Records
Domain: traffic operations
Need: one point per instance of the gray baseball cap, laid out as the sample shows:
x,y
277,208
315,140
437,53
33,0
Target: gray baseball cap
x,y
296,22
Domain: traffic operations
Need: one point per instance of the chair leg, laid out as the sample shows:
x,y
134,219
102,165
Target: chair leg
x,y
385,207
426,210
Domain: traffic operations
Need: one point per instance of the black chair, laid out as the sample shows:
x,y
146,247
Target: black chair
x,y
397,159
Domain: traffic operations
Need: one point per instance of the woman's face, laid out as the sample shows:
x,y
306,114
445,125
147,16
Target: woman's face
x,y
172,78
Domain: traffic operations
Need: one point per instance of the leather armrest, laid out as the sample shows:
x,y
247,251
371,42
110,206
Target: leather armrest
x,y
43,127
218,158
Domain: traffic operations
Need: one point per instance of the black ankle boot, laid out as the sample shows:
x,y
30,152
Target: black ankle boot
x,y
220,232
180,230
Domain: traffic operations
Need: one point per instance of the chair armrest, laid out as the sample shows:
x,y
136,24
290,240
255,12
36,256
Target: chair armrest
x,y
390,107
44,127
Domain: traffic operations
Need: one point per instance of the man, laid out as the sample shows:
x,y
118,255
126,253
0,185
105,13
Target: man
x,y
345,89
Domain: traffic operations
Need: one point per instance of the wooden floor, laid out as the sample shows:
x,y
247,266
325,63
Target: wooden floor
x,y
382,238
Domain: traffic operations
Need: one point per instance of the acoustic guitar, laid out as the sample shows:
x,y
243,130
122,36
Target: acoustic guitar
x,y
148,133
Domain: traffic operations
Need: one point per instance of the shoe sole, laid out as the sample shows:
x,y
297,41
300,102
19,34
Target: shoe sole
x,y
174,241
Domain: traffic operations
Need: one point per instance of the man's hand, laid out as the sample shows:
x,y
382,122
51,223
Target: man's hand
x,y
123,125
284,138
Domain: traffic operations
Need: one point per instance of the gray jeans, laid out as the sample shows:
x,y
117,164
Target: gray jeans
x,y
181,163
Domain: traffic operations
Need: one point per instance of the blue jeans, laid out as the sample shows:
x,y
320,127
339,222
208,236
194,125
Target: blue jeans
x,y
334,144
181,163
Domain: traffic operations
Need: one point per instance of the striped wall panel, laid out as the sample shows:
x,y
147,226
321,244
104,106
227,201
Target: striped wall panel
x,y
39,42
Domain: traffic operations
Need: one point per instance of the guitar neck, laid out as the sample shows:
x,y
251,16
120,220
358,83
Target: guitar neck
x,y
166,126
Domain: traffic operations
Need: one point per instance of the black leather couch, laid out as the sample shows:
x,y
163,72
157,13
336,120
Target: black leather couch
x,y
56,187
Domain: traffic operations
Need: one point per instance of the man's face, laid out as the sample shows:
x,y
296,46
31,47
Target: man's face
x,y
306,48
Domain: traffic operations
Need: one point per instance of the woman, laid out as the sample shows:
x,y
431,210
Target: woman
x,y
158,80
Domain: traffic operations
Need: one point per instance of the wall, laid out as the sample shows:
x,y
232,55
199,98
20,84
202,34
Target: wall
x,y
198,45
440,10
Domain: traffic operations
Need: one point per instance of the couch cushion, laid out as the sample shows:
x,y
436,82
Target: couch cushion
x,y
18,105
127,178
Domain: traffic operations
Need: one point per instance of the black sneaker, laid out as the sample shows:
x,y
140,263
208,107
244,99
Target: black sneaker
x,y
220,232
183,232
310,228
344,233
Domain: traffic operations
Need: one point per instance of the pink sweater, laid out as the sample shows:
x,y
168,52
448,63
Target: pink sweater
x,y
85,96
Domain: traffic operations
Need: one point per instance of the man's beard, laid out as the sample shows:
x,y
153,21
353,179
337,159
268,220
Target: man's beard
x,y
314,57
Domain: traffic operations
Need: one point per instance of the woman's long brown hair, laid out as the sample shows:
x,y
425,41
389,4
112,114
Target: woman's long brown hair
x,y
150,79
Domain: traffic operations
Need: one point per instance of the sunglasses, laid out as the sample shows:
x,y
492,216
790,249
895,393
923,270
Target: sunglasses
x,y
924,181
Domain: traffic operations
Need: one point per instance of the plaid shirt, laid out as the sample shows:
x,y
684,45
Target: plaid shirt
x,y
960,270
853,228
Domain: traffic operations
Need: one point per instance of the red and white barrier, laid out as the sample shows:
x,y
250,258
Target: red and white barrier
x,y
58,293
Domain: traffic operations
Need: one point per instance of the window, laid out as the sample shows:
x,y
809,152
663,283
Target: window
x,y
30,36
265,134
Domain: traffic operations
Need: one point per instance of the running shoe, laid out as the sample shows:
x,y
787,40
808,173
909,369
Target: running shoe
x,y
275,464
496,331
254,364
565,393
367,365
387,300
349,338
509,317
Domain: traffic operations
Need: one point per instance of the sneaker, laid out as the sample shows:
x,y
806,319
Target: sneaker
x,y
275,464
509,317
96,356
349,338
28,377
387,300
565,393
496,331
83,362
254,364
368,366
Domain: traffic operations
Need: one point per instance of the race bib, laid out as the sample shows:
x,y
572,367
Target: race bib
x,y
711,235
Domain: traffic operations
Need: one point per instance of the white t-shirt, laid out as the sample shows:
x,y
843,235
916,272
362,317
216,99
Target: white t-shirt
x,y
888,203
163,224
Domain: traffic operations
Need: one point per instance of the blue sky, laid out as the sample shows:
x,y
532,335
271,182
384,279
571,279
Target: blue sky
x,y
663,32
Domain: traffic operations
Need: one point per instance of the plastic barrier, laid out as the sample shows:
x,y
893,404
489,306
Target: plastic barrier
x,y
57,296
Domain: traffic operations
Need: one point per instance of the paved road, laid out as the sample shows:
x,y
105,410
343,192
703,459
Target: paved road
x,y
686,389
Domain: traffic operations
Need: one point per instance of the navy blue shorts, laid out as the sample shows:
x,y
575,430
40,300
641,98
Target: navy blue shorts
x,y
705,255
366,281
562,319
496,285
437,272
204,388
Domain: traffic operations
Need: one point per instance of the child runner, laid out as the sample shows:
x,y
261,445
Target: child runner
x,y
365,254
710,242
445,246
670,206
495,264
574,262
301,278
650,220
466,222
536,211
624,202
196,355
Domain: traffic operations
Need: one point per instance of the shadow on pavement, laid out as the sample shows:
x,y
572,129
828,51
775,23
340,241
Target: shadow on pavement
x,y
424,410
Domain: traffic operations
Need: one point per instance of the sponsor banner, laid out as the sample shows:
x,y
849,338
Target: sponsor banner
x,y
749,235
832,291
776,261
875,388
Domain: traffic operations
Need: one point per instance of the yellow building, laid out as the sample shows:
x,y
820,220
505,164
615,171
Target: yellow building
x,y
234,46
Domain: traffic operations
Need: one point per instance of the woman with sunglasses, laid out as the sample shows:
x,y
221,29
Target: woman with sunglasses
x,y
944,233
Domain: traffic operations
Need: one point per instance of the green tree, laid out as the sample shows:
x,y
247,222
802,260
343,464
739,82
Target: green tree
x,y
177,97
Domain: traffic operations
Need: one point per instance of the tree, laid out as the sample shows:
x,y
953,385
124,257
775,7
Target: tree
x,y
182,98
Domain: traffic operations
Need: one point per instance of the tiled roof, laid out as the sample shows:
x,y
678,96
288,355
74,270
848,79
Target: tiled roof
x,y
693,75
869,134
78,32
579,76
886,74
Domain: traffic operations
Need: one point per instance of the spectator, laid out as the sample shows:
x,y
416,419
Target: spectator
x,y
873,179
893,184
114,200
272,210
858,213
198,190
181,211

• [Exercise prompt] Transcribe the entire listing above precisely.

• [Exercise result]
Domain: traffic operations
Need: one point per instance of the gray baseball cap, laid out as the sample shows:
x,y
277,208
315,140
437,53
33,0
Target: gray baseball cap
x,y
296,22
Domain: traffic operations
Need: one point per instance of the chair leg, laid out as the sample shows:
x,y
134,219
102,165
Target: chair leg
x,y
385,207
426,210
Domain: traffic operations
Need: one point per instance of the black chair, laid out as the sample shows:
x,y
146,247
Target: black chair
x,y
397,159
Domain: traffic operations
Need: one point per instance of the woman's face, laid out as the sample shows:
x,y
306,114
445,125
147,16
Target: woman's face
x,y
172,78
Domain: traffic operations
Need: one point per instance of the leather armrest, laid out as the sample shows:
x,y
247,251
371,42
110,206
Target: leather armrest
x,y
43,127
218,158
Domain: traffic operations
Need: one point per instance of the black ankle boot, laid out as the sample shows:
x,y
30,152
Target: black ankle boot
x,y
220,232
180,230
Domain: traffic operations
Need: one point per instance of the chair armrest, laid out as the sample shows:
x,y
136,24
290,240
255,12
36,256
Target: chair armrest
x,y
390,107
44,127
Domain: traffic operations
Need: one point per instance of the man, laid out as the sample shows:
x,y
118,255
126,253
0,185
105,13
Target: man
x,y
345,89
Domain: traffic operations
Need: one point per instance of the wooden floor, laid out as the sample shows:
x,y
247,266
325,63
Target: wooden floor
x,y
382,238
Domain: traffic operations
Need: one point per instance of the acoustic guitar, laid out as the sample shows:
x,y
243,130
122,36
Target: acoustic guitar
x,y
148,133
Domain: traffic operations
Need: one point per instance of the shoe sole, laid out as the sample shows:
x,y
297,41
300,102
19,34
Target: shoe sole
x,y
174,241
Domain: traffic operations
Need: one point per instance of the man's hand, laid out as the sample shows:
x,y
382,122
51,223
Target: man's hand
x,y
123,125
284,138
Domain: traffic operations
Need: one point per instance of the gray jeans, laid out as the sample shows:
x,y
117,164
Target: gray jeans
x,y
181,163
Domain: traffic operations
Need: one point per instance of the blue jeans, laid out as the sample shows:
x,y
320,127
339,222
208,236
194,125
Target: blue jeans
x,y
334,144
181,163
Domain: traffic operations
Need: one point per instance of the striped wall panel, laid out as the sample shows:
x,y
147,226
321,244
104,106
227,201
Target: striped wall panel
x,y
39,42
Domain: traffic operations
Need: one point per instance of the guitar neck, laid out as the sample shows:
x,y
251,16
120,220
358,83
Target: guitar neck
x,y
166,126
Domain: traffic operations
Need: one point per instance of the black leather couch, laid out as the sample shows:
x,y
163,72
157,13
336,120
Target: black leather couch
x,y
56,187
Domain: traffic operations
Need: one point per instance of the man's face, laid out as the sample shows:
x,y
296,46
31,47
Target: man's face
x,y
306,48
Domain: traffic operations
Need: one point per instance of the woman, laid out as the sample shows:
x,y
431,210
Target: woman
x,y
158,80
Domain: traffic operations
Need: one point per instance of the wall, laid out as the sample shows:
x,y
232,55
199,98
20,84
202,34
Target: wall
x,y
198,45
440,10
Domain: traffic operations
Need: one point per instance of the couch cushion, laid out as the sample shows:
x,y
436,82
Target: couch cushion
x,y
18,105
127,178
Domain: traffic operations
Need: one point per instance of the black sneaker, laid out as the sample shows:
x,y
140,263
208,107
244,99
Target: black sneaker
x,y
220,232
183,232
310,228
344,233
Domain: traffic operations
Need: one point per instance of the pink sweater, laid out as the sample shows:
x,y
168,52
448,63
Target: pink sweater
x,y
85,96
Domain: traffic operations
Need: one point per instance of the man's beard, laid out as the sample shows:
x,y
153,21
353,179
337,159
268,220
Target: man's beard
x,y
314,57
Domain: traffic operations
Need: one point per instance of the woman's long brown hair, laid out as the sample shows:
x,y
425,41
389,4
112,114
Target: woman's long brown hair
x,y
150,79
Domain: traffic operations
Need: one point per instance of the sunglasses, laid out as the sample shows:
x,y
492,216
790,249
895,393
923,270
Target: sunglasses
x,y
924,181
Domain: traffic operations
Need: one point per instance of the plaid shirt, laid out as the sample shows:
x,y
684,45
Target: plaid shirt
x,y
960,270
853,228
Domain: traffic operations
Need: one point per instance of the red and white barrier, laid out as the sample shows:
x,y
250,258
Target: red and white barrier
x,y
58,293
Domain: traffic operations
Need: one point per instance of the window, laid out as the sample shows:
x,y
809,152
663,283
Target: window
x,y
30,36
265,134
Domain: traffic operations
Need: one point per instance of the running shoe, laid out as the sample shows:
x,y
787,40
808,173
909,369
Target: running shoe
x,y
275,464
496,331
254,364
565,393
367,365
387,300
349,338
509,317
Domain: traffic operations
Need: one point per instance of the sneaker, laid out as the sample shows:
x,y
806,319
Target: sneaker
x,y
275,464
509,317
96,356
349,338
28,377
387,300
565,393
496,331
83,362
254,364
368,366
Domain: traffic operations
Need: one point per instance of the race bib, laid out as the sample shows:
x,y
572,367
Target: race bib
x,y
711,235
Domain: traffic operations
Need: one point per instance of the white t-shirt, laid out as the sample shows:
x,y
843,235
916,272
362,317
216,99
Target: white t-shirt
x,y
888,203
163,224
Domain: traffic operations
Need: one point per instance of the blue sky, laid out as the sample shows:
x,y
532,335
271,182
384,279
571,279
Target: blue sky
x,y
663,32
Domain: traffic operations
Need: one point per instance of the plastic barrier, laid out as the sample shows:
x,y
893,404
489,306
Target: plastic barrier
x,y
57,296
Domain: traffic operations
Need: one point per instance of the paved road, laid out as the sample shows:
x,y
105,410
343,192
703,459
Target: paved road
x,y
686,389
Domain: traffic operations
Need: one point per instance of the navy blue shorts, laid out as the sample shows:
x,y
575,430
40,300
641,98
Target: navy blue shorts
x,y
705,255
366,281
562,319
496,285
437,272
204,388
Domain: traffic operations
Need: one point per instance of the child runner, laid out as the sample shows:
x,y
261,445
Target: child runner
x,y
365,254
710,242
445,246
670,206
495,264
574,262
301,278
650,220
466,222
536,211
624,202
196,355
Domain: traffic operations
Need: one point per instance of the shadow on pavement, laid out as the sample shows:
x,y
572,129
828,51
775,23
340,241
Target: shadow on pavement
x,y
424,410
Domain: traffic operations
Need: one point per instance of the sponsor banner, laid out as the sample shows:
x,y
849,338
Target: sponsor banner
x,y
749,235
832,291
776,261
875,388
Domain: traffic operations
Need: one point per instance of the yellow building, laid out as the sample shows:
x,y
820,220
505,164
615,171
Target: yellow building
x,y
234,46
Domain: traffic operations
Need: one point per instance of the woman with sunglasses, laid out as the sample shows:
x,y
221,29
Target: woman with sunglasses
x,y
944,233
Domain: traffic operations
Need: one point per instance of the green tree, laid out as the sample shows:
x,y
247,222
802,260
343,464
739,82
Target: green tree
x,y
177,97
Domain: traffic operations
Need: one point per instance of the tree, laid out as the sample shows:
x,y
953,385
124,257
775,7
Target: tree
x,y
182,98
Domain: traffic operations
Need: one point per instance of the tiled roof, laid out as the sample shows:
x,y
678,96
288,355
74,270
848,79
Target: tiled roof
x,y
693,75
869,134
78,32
579,76
886,74
Domain: traffic operations
Need: one point per instance of the spectator, laid out as the sample shows:
x,y
416,419
Target: spectator
x,y
873,179
893,184
114,200
272,210
858,213
198,190
181,211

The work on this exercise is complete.